— EXERCISE REQUIREMENTS —
Copy out all lines of the listing below that hold "before".

········

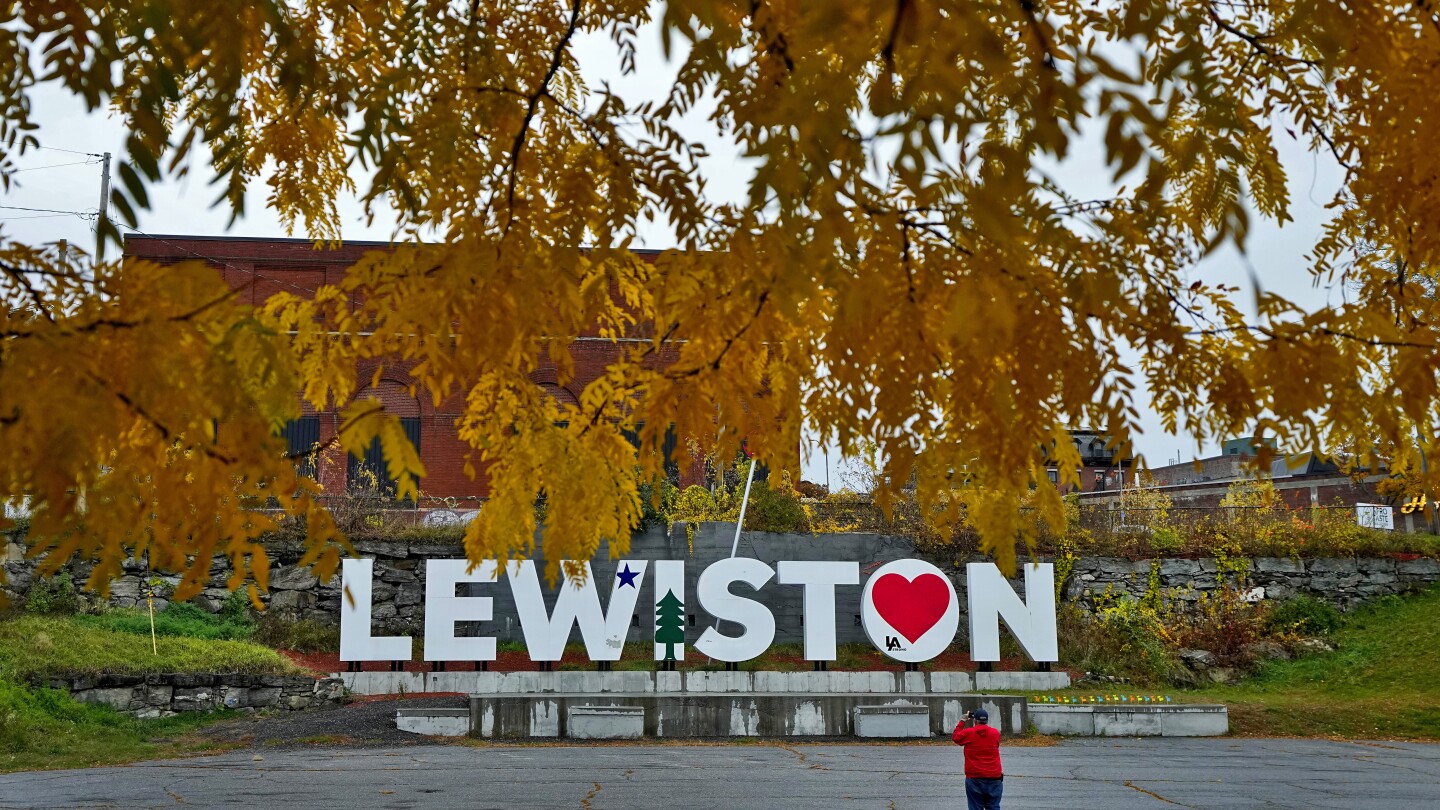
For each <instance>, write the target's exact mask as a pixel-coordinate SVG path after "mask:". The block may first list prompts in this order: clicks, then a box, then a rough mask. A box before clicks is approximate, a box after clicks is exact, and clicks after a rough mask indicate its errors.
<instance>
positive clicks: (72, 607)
mask: <svg viewBox="0 0 1440 810" xmlns="http://www.w3.org/2000/svg"><path fill="white" fill-rule="evenodd" d="M79 604H81V602H79V597H78V595H76V594H75V582H73V581H72V579H71V575H69V574H68V572H63V571H62V572H59V574H56V575H55V577H46V578H43V579H40V578H36V579H35V582H33V584H32V585H30V592H29V594H27V595H26V598H24V610H27V611H29V613H48V614H73V613H76V611H78V610H79Z"/></svg>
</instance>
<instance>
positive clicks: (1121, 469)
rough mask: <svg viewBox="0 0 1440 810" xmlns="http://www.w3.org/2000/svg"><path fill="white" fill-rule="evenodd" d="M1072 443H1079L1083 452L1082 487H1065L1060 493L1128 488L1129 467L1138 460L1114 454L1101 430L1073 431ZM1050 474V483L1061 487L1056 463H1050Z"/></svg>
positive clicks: (1123, 455)
mask: <svg viewBox="0 0 1440 810" xmlns="http://www.w3.org/2000/svg"><path fill="white" fill-rule="evenodd" d="M1070 440H1071V441H1073V442H1074V444H1076V451H1077V453H1080V468H1079V473H1080V486H1079V487H1074V486H1064V487H1061V491H1060V494H1070V493H1074V491H1081V493H1090V491H1119V490H1122V489H1125V484H1126V483H1128V481H1129V479H1128V473H1129V468H1130V466H1132V464H1133V463H1135V460H1133V458H1130V457H1125V455H1117V454H1116V453H1115V451H1112V450H1110V448H1109V447H1107V445H1109V442H1110V437H1107V435H1104V434H1103V432H1100V431H1093V430H1086V428H1071V430H1070ZM1047 473H1048V476H1050V483H1051V484H1056V486H1060V467H1058V466H1057V464H1056V463H1050V468H1048V470H1047Z"/></svg>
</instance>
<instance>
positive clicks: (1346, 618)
mask: <svg viewBox="0 0 1440 810" xmlns="http://www.w3.org/2000/svg"><path fill="white" fill-rule="evenodd" d="M1333 640H1335V644H1336V651H1333V653H1326V654H1319V656H1309V657H1303V659H1299V660H1293V662H1272V663H1270V664H1266V666H1264V667H1263V669H1261V670H1260V672H1259V673H1256V675H1254V676H1253V677H1250V679H1247V680H1246V682H1244V683H1241V685H1238V686H1212V687H1205V689H1195V690H1185V692H1181V693H1179V695H1184V699H1185V700H1188V702H1215V703H1225V705H1228V706H1230V725H1231V729H1233V731H1234V732H1236V734H1243V735H1256V736H1342V738H1385V739H1440V676H1437V675H1436V663H1437V651H1440V587H1433V588H1430V589H1427V591H1424V592H1423V594H1418V595H1411V597H1385V598H1381V600H1377V601H1374V602H1371V604H1368V605H1365V607H1361V608H1359V610H1356V611H1355V613H1352V614H1351V615H1348V617H1346V618H1345V621H1344V624H1342V627H1341V628H1339V630H1336V633H1335V636H1333Z"/></svg>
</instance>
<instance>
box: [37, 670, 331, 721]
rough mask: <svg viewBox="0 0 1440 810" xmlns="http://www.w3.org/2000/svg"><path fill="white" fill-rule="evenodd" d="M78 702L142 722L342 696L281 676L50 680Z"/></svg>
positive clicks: (226, 675) (293, 705)
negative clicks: (186, 715)
mask: <svg viewBox="0 0 1440 810" xmlns="http://www.w3.org/2000/svg"><path fill="white" fill-rule="evenodd" d="M45 686H49V687H52V689H66V690H69V692H71V695H72V696H73V698H75V699H76V700H79V702H82V703H104V705H107V706H114V708H115V709H120V711H121V712H127V713H131V715H135V716H140V718H167V716H171V715H176V713H180V712H207V711H210V709H222V708H225V709H315V708H320V706H324V705H328V703H336V702H337V700H340V699H341V698H343V696H344V683H343V682H341V680H340V679H338V677H324V679H318V680H317V679H314V677H305V676H284V675H240V673H223V675H181V673H158V675H102V676H96V677H52V679H48V680H46V682H45Z"/></svg>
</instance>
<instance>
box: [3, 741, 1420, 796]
mask: <svg viewBox="0 0 1440 810" xmlns="http://www.w3.org/2000/svg"><path fill="white" fill-rule="evenodd" d="M1002 757H1004V760H1005V771H1007V778H1005V807H1024V809H1027V810H1044V809H1087V807H1106V809H1120V810H1123V809H1152V810H1165V809H1174V807H1204V809H1207V810H1211V809H1231V807H1234V809H1280V807H1295V809H1302V807H1305V809H1312V807H1313V809H1345V810H1364V809H1380V807H1385V809H1391V807H1404V809H1405V810H1424V809H1440V745H1430V744H1411V742H1332V741H1320V739H1228V738H1217V739H1125V738H1122V739H1068V741H1064V742H1061V744H1060V745H1054V747H1048V748H1031V747H1027V748H1014V747H1005V748H1002ZM960 767H962V755H960V751H959V749H958V748H955V747H952V745H949V744H939V742H935V744H930V742H920V744H907V745H835V744H829V745H824V744H822V745H808V744H799V745H796V744H793V742H792V741H788V742H786V744H778V742H753V744H734V745H714V744H701V745H683V744H677V745H660V744H647V745H590V747H577V745H523V747H504V745H487V747H462V745H435V747H406V748H304V749H279V751H278V749H249V751H238V752H230V754H225V755H219V757H203V758H193V760H170V761H157V762H140V764H135V765H127V767H117V768H92V770H75V771H33V773H22V774H9V775H0V809H10V807H89V809H94V807H125V809H131V807H167V809H174V807H240V806H245V807H265V806H284V807H428V809H429V807H467V809H488V807H495V809H501V807H503V809H513V807H582V809H592V810H602V809H612V807H697V809H698V807H716V809H720V807H723V809H727V810H729V809H734V807H766V809H801V807H832V806H834V807H876V809H880V807H901V809H903V807H946V809H953V807H958V806H963V796H965V790H963V780H962V775H960Z"/></svg>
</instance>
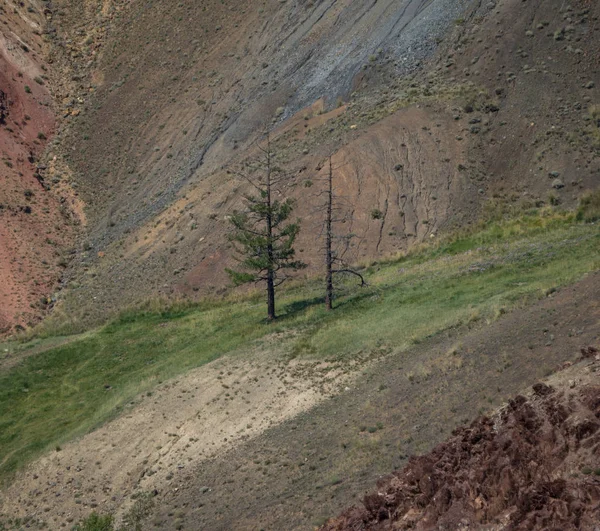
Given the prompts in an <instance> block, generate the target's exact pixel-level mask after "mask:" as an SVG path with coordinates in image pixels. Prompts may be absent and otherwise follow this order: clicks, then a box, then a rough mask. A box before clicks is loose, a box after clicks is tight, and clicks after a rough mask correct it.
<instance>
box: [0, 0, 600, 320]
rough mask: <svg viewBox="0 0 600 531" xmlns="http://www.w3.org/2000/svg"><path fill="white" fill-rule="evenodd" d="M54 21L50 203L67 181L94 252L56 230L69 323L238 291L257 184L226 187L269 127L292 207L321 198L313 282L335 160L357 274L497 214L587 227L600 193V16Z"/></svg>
mask: <svg viewBox="0 0 600 531" xmlns="http://www.w3.org/2000/svg"><path fill="white" fill-rule="evenodd" d="M44 6H45V7H44V8H43V9H44V10H45V11H44V13H45V15H46V16H45V18H46V22H45V25H44V31H45V33H44V46H45V48H44V49H45V50H46V52H44V53H45V55H44V56H43V57H45V59H46V63H44V62H43V61H42V59H41V58H38V62H40V63H41V64H42V66H44V67H45V68H46V69H47V71H48V72H47V77H48V82H47V83H46V85H45V86H44V87H48V88H49V89H50V90H51V91H52V93H53V95H54V105H53V106H52V108H53V109H54V114H55V116H56V120H58V122H59V127H58V128H57V136H56V137H55V138H54V140H53V143H52V150H51V153H50V154H51V155H52V160H53V159H54V157H56V161H54V166H50V167H49V168H48V169H46V170H45V171H46V172H47V174H48V177H47V178H46V183H48V182H52V181H53V180H54V179H55V178H56V174H59V177H60V178H61V179H62V180H64V181H66V182H67V183H68V186H70V187H72V188H73V189H75V190H77V192H76V193H77V194H78V196H79V197H80V198H81V199H82V200H83V202H84V204H85V212H86V217H87V220H88V222H87V227H86V229H87V230H86V231H85V234H84V235H83V236H82V238H81V239H78V240H75V238H74V234H73V231H72V230H70V229H69V230H67V229H65V227H67V225H68V224H66V223H62V222H61V223H60V224H58V225H59V226H60V227H61V236H62V238H64V245H67V244H69V245H71V246H74V248H75V249H76V252H75V254H74V255H70V254H66V253H64V252H63V251H62V249H63V248H64V247H61V246H60V245H59V249H58V250H57V251H56V253H57V254H61V256H62V255H66V261H68V262H69V264H70V265H69V268H68V270H67V272H66V275H64V282H63V283H62V285H61V286H62V287H66V286H68V287H66V289H63V290H61V291H60V292H58V293H53V292H52V290H51V289H50V286H51V285H52V282H51V281H49V282H46V283H45V284H44V290H45V293H44V295H51V296H52V295H53V297H51V298H52V299H53V298H56V299H58V304H57V306H58V307H59V311H58V312H55V315H56V316H57V317H60V316H61V315H63V317H64V318H65V319H66V320H69V319H71V320H73V319H76V320H80V319H83V320H84V321H85V322H88V323H93V322H97V321H98V320H99V319H103V318H104V317H105V316H106V315H107V314H108V313H111V312H113V311H114V310H115V309H116V308H119V307H122V306H123V305H127V304H130V303H133V302H136V301H140V300H143V299H146V298H148V297H150V296H154V295H157V294H162V295H166V294H181V293H183V294H185V295H189V296H201V295H202V294H205V293H215V292H221V290H222V289H223V288H224V287H226V286H227V279H226V277H225V275H224V273H223V268H224V266H226V265H228V264H230V261H231V250H230V247H229V244H228V242H227V240H226V238H225V234H226V232H227V230H228V222H227V218H228V215H229V214H230V213H231V212H232V210H233V209H235V208H237V207H239V206H240V197H241V194H242V192H243V191H244V186H245V185H244V184H243V183H242V182H238V181H237V180H236V179H235V178H233V176H232V175H231V174H228V173H227V171H226V170H227V169H228V168H230V167H232V166H235V164H236V163H237V162H239V161H242V160H245V159H246V158H247V157H249V156H252V154H253V150H254V149H255V148H254V146H255V142H256V141H257V140H258V139H259V138H260V137H261V133H262V132H263V131H264V130H265V129H268V128H273V133H272V135H273V137H274V139H275V141H276V146H277V151H278V156H279V159H280V161H281V163H282V164H284V165H285V166H286V167H288V168H289V169H290V170H291V171H293V172H294V173H295V178H294V180H293V182H292V183H290V186H289V188H288V189H287V192H286V193H289V194H290V195H291V196H292V197H296V198H298V199H300V198H302V199H305V198H306V199H307V200H302V201H300V202H299V203H298V215H299V216H300V217H301V218H302V220H303V227H304V228H303V231H302V234H301V237H300V242H299V246H298V247H299V249H300V251H301V255H302V257H303V259H304V260H305V261H306V262H308V263H309V265H310V266H311V267H312V270H313V271H315V270H318V268H319V267H320V259H319V252H320V251H319V248H320V246H319V245H318V244H315V242H314V241H313V237H312V235H313V234H314V232H315V229H317V228H318V226H319V223H320V221H321V218H320V213H319V209H318V201H317V200H315V198H314V197H313V194H315V193H316V191H317V189H318V187H319V185H318V182H319V178H318V174H319V168H320V167H321V166H322V161H323V159H324V158H325V157H326V156H327V155H328V154H329V153H333V154H334V160H335V162H336V165H337V166H339V170H338V175H337V176H336V178H337V183H338V184H337V186H338V190H339V193H340V195H342V196H343V197H344V198H345V201H346V203H345V204H346V205H347V210H348V212H347V218H348V219H350V217H351V222H350V223H344V224H341V225H340V227H339V232H340V234H350V233H351V234H354V235H356V239H355V241H354V247H353V248H352V249H351V251H352V252H351V256H350V258H351V259H352V260H362V259H369V258H373V257H376V256H380V255H386V254H389V253H390V252H396V251H398V250H402V249H406V248H410V247H411V246H413V245H414V244H415V243H418V242H422V241H424V240H427V239H431V238H435V237H436V236H437V235H439V234H443V233H444V232H447V231H448V230H453V228H455V227H459V226H465V225H468V224H469V223H472V222H473V221H475V220H476V219H478V218H479V217H480V216H482V215H487V214H489V212H495V213H502V212H506V211H511V210H519V209H520V208H522V207H525V208H527V207H529V206H532V205H538V206H539V205H541V204H549V203H554V204H556V203H560V204H561V205H564V206H565V207H569V206H572V205H574V204H575V203H576V202H577V200H578V198H579V197H580V196H581V194H582V193H583V191H585V190H586V189H589V188H590V187H594V186H595V184H597V181H598V176H599V173H598V172H599V171H600V166H599V162H598V160H599V158H598V157H597V156H596V155H597V152H598V149H599V144H598V134H599V132H598V124H597V116H596V115H597V110H596V106H597V100H598V94H597V91H598V86H599V84H600V79H599V78H598V76H599V74H598V59H597V58H598V56H599V52H600V50H599V44H598V39H597V35H598V14H599V13H598V6H597V5H596V4H595V3H593V2H586V1H583V0H582V1H580V2H573V3H572V4H571V5H570V6H562V4H560V3H559V2H557V1H555V0H554V1H553V0H546V1H544V2H519V1H516V0H504V1H502V2H498V3H493V2H491V3H486V4H481V5H479V4H478V3H476V2H473V3H469V2H464V3H457V2H449V1H446V0H435V1H432V2H424V1H421V0H418V1H417V0H410V1H409V0H388V1H380V2H376V3H372V2H329V1H324V2H318V3H314V2H279V1H277V2H276V1H269V2H265V3H264V5H263V6H262V7H260V8H259V7H257V6H256V4H253V3H244V2H214V3H211V2H201V3H198V2H184V1H178V2H175V1H174V0H167V1H163V2H160V3H156V2H149V1H146V2H132V3H128V2H118V1H106V2H104V3H103V4H102V5H100V4H97V3H95V2H79V1H78V2H70V1H68V0H59V1H57V2H54V3H52V5H49V4H47V3H46V4H44ZM16 11H17V12H18V13H20V16H24V14H23V13H24V11H25V7H23V8H19V7H16ZM41 11H42V6H41V5H40V6H39V11H38V13H40V12H41ZM41 53H42V51H40V54H41ZM40 57H41V56H40ZM33 85H36V83H33ZM44 87H38V86H36V87H35V89H36V90H38V88H39V89H42V88H44ZM540 87H543V91H540V90H539V89H540ZM46 109H47V108H46ZM50 118H51V117H50ZM57 167H58V168H59V169H57ZM11 178H12V177H11ZM61 182H62V181H61ZM307 187H308V188H307ZM60 200H61V201H62V199H60ZM21 202H22V201H21ZM9 204H10V205H11V208H12V209H13V210H15V209H17V208H18V206H19V203H18V202H17V199H16V198H13V199H11V201H10V202H9ZM63 210H65V209H64V208H63ZM71 210H75V212H79V210H80V209H78V208H72V209H71ZM374 212H376V213H377V215H374V214H373V213H374ZM3 216H6V214H3ZM21 217H23V218H25V221H26V222H27V221H28V219H29V218H27V217H26V216H25V215H21ZM78 217H79V218H81V216H78ZM49 239H50V240H53V239H52V238H51V237H49ZM53 241H54V240H53ZM62 241H63V240H62V239H61V243H62ZM20 245H21V247H23V245H22V244H20ZM40 246H41V244H40ZM6 248H7V245H3V249H6ZM15 252H16V251H15ZM4 253H6V251H4ZM7 259H8V258H6V259H5V260H7ZM57 261H59V262H60V263H61V264H65V263H66V261H65V259H59V260H57ZM4 268H5V269H6V270H7V274H8V272H10V274H11V275H12V274H14V272H15V270H21V272H22V276H23V277H24V280H23V282H24V283H25V284H23V287H22V288H19V289H20V290H21V292H19V294H20V296H21V298H22V299H24V295H23V294H22V293H24V292H26V291H27V290H30V291H31V292H32V293H35V294H36V296H37V295H39V293H40V292H41V291H44V290H41V289H40V288H39V287H37V288H36V290H37V291H36V290H34V288H33V286H35V283H36V282H38V283H39V279H38V278H37V275H36V272H37V269H35V268H34V265H33V264H31V263H30V262H26V263H23V264H22V265H18V264H17V263H12V264H10V263H8V264H7V265H6V266H4ZM57 277H58V274H57V273H54V274H53V275H52V277H51V278H53V279H56V278H57ZM54 284H55V283H54ZM17 291H18V290H17ZM27 301H28V302H31V301H30V300H29V299H27ZM53 304H54V303H53ZM40 310H41V308H39V307H38V308H36V309H35V310H31V311H32V312H34V313H35V312H38V313H39V311H40ZM61 312H62V313H61Z"/></svg>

········

— EXERCISE RESULT —
For each <instance>, write the target's exact mask as a pixel-coordinate SVG path after "mask:". The block may first list prompts in this order: clicks, then a box, then a rough mask. A box before clicks is approximate, a box after clicks is exact, and clicks after a rough mask indicate its errors.
Given the prompts in an <instance> block, generate the target's exact pixel-level mask after "mask:" as an SVG path with coordinates in image pixels. Prompts may be absent and otherwise follow this order: clicks, then a box, then a rough mask. A box before clicks is loose, a box after clicks is tight, and clicks after a rough mask correct it.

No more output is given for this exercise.